- _Goal_
Output the rows below verbatim, everything from the line containing "Mark the crowd" down to the line containing "pixel 90 317", with both of those lines included.

- _Given records_
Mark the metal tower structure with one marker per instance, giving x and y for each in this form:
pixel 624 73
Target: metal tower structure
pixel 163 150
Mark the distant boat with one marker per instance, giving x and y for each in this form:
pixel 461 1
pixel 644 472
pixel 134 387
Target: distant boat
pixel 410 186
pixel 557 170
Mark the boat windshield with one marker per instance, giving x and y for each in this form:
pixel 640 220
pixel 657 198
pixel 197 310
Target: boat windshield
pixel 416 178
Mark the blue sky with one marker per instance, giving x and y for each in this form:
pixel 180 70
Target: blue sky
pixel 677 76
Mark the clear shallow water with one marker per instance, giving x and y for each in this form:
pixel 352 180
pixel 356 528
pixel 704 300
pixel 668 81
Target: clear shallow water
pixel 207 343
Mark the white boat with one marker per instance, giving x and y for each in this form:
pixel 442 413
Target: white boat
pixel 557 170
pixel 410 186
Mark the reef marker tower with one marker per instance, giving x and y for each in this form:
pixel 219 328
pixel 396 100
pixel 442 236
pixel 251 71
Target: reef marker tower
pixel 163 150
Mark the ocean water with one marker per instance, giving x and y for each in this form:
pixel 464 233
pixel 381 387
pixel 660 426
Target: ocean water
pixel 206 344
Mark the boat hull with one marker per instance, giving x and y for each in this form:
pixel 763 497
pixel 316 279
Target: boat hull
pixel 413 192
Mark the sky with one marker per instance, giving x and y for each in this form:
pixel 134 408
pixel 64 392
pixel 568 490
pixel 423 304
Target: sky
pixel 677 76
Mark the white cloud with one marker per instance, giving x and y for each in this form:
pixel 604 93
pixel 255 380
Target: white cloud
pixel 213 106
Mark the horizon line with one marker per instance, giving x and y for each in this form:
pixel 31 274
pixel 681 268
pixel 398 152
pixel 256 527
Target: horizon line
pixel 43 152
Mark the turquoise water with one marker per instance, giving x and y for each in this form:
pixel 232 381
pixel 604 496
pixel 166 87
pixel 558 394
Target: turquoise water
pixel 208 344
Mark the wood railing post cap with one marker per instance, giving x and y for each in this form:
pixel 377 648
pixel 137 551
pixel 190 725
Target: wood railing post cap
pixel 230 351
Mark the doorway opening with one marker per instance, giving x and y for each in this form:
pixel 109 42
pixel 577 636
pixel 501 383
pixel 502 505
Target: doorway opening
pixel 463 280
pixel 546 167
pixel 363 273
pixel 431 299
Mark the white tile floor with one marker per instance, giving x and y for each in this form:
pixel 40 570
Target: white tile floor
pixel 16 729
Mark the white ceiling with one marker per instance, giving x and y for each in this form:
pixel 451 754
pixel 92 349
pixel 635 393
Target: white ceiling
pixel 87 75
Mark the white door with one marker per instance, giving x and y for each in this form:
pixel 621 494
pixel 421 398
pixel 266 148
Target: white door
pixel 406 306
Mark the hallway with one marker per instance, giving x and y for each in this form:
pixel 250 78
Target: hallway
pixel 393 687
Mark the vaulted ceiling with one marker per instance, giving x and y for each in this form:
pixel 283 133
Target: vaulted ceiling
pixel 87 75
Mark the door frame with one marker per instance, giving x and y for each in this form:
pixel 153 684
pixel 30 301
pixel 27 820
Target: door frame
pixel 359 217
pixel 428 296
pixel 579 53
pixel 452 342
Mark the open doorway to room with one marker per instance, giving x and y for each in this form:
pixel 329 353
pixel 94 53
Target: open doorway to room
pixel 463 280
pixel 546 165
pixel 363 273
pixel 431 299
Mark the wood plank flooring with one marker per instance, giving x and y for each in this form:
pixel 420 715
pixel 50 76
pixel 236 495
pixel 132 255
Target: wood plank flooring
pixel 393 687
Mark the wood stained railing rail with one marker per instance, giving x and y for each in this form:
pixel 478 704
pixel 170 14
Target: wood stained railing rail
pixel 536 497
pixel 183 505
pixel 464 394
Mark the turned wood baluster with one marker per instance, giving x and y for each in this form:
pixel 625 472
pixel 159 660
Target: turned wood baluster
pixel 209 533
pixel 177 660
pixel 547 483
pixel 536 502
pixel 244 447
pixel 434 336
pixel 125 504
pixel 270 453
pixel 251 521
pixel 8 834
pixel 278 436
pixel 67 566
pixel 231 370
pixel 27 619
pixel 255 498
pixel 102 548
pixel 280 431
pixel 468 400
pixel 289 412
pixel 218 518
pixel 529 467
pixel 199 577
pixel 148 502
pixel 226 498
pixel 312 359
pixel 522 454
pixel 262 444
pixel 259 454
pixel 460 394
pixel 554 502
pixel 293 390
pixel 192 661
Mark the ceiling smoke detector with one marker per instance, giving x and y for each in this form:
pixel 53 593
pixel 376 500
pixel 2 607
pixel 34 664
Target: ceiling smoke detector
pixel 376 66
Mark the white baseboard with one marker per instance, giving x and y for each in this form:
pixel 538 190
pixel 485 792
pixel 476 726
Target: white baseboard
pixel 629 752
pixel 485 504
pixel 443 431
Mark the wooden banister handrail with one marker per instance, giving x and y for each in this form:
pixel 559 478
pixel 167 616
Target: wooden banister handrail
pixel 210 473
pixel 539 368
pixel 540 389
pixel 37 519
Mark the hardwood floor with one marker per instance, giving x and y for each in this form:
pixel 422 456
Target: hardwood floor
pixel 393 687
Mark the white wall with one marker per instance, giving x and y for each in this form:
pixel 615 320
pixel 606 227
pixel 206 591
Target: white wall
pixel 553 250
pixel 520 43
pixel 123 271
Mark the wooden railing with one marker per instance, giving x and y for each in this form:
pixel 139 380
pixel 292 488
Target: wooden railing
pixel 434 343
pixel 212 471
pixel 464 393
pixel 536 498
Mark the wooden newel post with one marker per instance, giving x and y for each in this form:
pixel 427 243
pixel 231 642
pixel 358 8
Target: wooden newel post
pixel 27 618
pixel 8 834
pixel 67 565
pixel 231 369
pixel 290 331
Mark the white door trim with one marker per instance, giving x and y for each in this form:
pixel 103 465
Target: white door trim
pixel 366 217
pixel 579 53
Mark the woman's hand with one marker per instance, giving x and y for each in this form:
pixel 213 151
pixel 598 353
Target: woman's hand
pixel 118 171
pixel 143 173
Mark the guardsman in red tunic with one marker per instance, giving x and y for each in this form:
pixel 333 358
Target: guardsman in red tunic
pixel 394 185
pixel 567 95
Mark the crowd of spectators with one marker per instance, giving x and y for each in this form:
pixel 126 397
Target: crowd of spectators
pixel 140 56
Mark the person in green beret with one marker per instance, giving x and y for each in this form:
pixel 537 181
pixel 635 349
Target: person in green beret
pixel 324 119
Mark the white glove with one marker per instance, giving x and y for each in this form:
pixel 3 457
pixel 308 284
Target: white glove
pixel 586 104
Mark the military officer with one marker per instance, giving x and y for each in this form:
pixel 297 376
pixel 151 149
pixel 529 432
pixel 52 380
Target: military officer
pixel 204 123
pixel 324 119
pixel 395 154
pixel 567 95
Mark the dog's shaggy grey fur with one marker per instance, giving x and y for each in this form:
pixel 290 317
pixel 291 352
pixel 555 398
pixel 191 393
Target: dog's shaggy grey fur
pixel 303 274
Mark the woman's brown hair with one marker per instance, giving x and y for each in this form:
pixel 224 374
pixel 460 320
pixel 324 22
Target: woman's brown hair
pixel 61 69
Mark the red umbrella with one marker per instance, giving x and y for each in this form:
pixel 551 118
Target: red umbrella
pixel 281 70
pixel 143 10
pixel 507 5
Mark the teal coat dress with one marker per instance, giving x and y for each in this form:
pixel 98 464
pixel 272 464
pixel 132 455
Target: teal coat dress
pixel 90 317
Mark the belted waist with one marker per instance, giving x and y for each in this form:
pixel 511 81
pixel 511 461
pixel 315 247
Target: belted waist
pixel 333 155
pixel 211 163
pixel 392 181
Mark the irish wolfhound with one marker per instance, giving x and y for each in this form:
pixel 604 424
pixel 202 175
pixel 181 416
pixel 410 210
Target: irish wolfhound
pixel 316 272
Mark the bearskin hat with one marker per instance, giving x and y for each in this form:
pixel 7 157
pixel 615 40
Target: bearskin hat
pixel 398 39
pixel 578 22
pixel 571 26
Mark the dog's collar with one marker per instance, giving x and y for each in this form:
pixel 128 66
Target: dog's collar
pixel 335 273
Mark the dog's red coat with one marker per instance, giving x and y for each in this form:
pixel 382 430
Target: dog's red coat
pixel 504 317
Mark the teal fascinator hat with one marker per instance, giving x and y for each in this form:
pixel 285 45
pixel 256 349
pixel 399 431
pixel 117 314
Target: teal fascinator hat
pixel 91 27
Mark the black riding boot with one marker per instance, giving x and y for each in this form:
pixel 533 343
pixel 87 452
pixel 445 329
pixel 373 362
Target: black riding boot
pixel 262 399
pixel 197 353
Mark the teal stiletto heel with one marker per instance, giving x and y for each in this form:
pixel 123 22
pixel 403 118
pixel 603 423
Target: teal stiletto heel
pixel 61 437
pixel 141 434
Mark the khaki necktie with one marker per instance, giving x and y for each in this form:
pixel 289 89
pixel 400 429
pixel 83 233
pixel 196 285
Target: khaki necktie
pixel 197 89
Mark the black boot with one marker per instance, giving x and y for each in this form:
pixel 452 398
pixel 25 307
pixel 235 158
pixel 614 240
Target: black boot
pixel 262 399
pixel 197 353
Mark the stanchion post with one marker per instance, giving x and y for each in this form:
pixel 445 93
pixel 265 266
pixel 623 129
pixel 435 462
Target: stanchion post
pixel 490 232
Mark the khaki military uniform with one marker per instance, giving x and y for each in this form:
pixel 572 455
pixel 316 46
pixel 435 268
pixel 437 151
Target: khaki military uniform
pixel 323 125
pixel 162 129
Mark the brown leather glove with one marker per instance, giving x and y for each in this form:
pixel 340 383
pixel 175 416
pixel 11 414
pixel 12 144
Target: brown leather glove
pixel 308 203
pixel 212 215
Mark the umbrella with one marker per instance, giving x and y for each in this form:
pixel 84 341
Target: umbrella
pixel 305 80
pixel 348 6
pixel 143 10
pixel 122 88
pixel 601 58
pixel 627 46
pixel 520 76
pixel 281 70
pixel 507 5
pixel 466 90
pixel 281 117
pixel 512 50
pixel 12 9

- _Problem solution_
Mark the crowd of spectators with one marker per instance, giving x and y for each in this form:
pixel 126 397
Target: crowd of spectators
pixel 140 56
Mark the person in green beret with one marker per instance, giving x and y for each in this form:
pixel 537 181
pixel 635 349
Target: person in green beret
pixel 324 119
Mark the white glove with one marker per instance, giving x and y for each in this form:
pixel 3 457
pixel 308 284
Target: white glove
pixel 586 104
Mark the military officer with one marker per instance, giving x and y for each in this form:
pixel 297 376
pixel 151 149
pixel 529 432
pixel 52 380
Target: military officer
pixel 204 123
pixel 324 119
pixel 395 154
pixel 567 95
Mark the dog's shaggy grey fur with one marker per instance, giving x and y for each in this form:
pixel 290 317
pixel 291 352
pixel 555 398
pixel 191 393
Target: dog's shaggy grey fur
pixel 303 274
Mark the woman's brown hair with one marker per instance, giving x and y for each in this form:
pixel 224 374
pixel 460 320
pixel 324 22
Target: woman's brown hair
pixel 61 69
Mark the red umbrella with one marker per instance, giving x and y for each in this form:
pixel 551 118
Target: red umbrella
pixel 281 70
pixel 143 10
pixel 507 5
Mark the teal coat dress with one marker per instance, giving x and y for each in this form:
pixel 98 464
pixel 272 464
pixel 132 455
Target: teal coat dress
pixel 90 317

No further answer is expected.